* Prompt *
For this exercise, print only the lines from the one containing "Place one keypoint on each instance of the golden" through the end of the material below, exactly as given.

____________________

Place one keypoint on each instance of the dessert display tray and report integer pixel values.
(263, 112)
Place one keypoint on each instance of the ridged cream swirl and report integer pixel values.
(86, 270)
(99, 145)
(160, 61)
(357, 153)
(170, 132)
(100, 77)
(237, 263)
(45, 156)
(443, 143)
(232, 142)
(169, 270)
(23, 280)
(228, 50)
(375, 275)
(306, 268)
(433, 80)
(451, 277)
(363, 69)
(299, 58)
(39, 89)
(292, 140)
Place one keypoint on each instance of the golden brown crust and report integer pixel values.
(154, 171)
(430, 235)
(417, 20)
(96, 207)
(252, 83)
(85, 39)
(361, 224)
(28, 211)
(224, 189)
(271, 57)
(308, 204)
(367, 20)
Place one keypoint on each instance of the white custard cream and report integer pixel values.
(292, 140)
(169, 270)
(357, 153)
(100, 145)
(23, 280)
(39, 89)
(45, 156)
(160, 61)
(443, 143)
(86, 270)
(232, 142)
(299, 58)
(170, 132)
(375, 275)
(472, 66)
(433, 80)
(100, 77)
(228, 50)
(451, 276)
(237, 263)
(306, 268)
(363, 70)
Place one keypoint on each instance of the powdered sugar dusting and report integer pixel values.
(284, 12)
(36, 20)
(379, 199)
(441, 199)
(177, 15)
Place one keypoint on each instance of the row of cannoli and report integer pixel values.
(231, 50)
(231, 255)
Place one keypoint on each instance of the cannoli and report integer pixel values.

____________________

* Answer box *
Place one keypoint on each instance of the golden brown crust and report integer pixel values.
(154, 171)
(430, 235)
(417, 20)
(96, 207)
(252, 83)
(85, 39)
(361, 224)
(28, 211)
(224, 189)
(271, 57)
(308, 204)
(367, 20)
Place one keypoint on each instance of the white custard cream and report integer pixel values.
(292, 140)
(169, 270)
(357, 153)
(100, 145)
(23, 280)
(39, 89)
(45, 156)
(160, 61)
(443, 143)
(86, 270)
(232, 142)
(299, 58)
(170, 132)
(375, 275)
(472, 66)
(433, 80)
(100, 77)
(228, 50)
(451, 276)
(237, 263)
(306, 268)
(363, 70)
Place one keypoint on each instance of the powdered sugar dusting and report integer pixel values.
(284, 12)
(36, 20)
(379, 199)
(441, 199)
(177, 15)
Place one keypoint on each instance of the row of cannoli and report integer pixel values.
(231, 50)
(231, 255)
Place one keypoint on each instance of the cannoli and report integer pixel values.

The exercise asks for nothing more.